:: Stated exercise ::
Copy the data below word for word, starting at its first line and ending after the line that contains "xmin=763 ymin=598 xmax=852 ymax=843".

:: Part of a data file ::

□ □ □ □ □ □ □

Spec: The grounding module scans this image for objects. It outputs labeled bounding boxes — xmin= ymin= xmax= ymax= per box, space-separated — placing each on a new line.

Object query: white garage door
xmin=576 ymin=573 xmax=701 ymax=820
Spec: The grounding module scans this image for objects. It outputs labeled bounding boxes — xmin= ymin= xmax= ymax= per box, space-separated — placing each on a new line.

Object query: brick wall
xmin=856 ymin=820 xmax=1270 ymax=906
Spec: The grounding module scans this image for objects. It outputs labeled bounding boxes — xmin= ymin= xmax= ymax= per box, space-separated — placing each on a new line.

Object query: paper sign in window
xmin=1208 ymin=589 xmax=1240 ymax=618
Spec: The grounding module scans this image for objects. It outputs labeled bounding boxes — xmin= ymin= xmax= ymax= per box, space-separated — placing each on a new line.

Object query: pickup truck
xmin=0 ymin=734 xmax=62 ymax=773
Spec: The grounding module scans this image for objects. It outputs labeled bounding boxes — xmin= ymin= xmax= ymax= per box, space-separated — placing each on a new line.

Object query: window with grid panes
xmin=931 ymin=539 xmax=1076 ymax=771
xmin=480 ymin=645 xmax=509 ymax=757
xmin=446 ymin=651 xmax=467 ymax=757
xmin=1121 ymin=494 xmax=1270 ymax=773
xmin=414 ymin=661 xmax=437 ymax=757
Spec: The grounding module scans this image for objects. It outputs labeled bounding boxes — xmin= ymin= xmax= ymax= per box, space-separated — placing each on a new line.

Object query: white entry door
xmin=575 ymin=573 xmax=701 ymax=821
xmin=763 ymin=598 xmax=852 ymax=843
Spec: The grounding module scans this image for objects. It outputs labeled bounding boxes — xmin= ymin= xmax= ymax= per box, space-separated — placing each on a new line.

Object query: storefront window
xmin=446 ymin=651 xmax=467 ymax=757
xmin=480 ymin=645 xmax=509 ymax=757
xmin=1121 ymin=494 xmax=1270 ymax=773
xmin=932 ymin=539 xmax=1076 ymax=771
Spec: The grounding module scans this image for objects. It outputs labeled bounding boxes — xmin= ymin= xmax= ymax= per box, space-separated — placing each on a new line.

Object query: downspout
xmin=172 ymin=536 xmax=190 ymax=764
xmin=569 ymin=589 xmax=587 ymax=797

□ □ □ □ □ □ □

:: In response ::
Spec: The grounding module scans this image for objects. It outputs labeled bounding boxes — xmin= ymin= xmax= ymax= per box, space-separated — placing each on a new line.

Object query: white garage door
xmin=576 ymin=573 xmax=701 ymax=820
Spec: The grounding module scans this image for objects. It outputs labeled bounding boxes — xmin= ymin= xmax= ymax= per box, space-separated — placing each on a new line.

Object query: brick wall
xmin=856 ymin=820 xmax=1270 ymax=906
Spec: The grounding module scans this image for objects. It outputs labeled bounding boxes — xmin= ymin= xmax= ymax= per box, space-separated — placing each on a new line.

Object query: paper sign in window
xmin=1208 ymin=589 xmax=1240 ymax=618
Spec: The grounding module scans this image for objects. It outputs labeled bounding boxes — xmin= ymin= xmax= ymax= per box, space-separated — placing each on a new line.

Object query: pickup truck
xmin=0 ymin=734 xmax=62 ymax=773
Spec: The grounding module scans this image for objects. It outputs labeled bounding boxes — xmin= ymin= xmax= ymax= per box, space-separated — placing each on a new line.

Object query: window with grid panes
xmin=931 ymin=539 xmax=1076 ymax=771
xmin=480 ymin=645 xmax=509 ymax=757
xmin=446 ymin=651 xmax=467 ymax=757
xmin=1121 ymin=494 xmax=1270 ymax=773
xmin=414 ymin=661 xmax=437 ymax=757
Spec: The grounding module scans this image for objects. It outputs labeled bounding boxes — xmin= ymin= xmax= ymax= per box, space-separated — placing each on a new line.

Object query: white entry door
xmin=575 ymin=573 xmax=701 ymax=821
xmin=763 ymin=598 xmax=852 ymax=843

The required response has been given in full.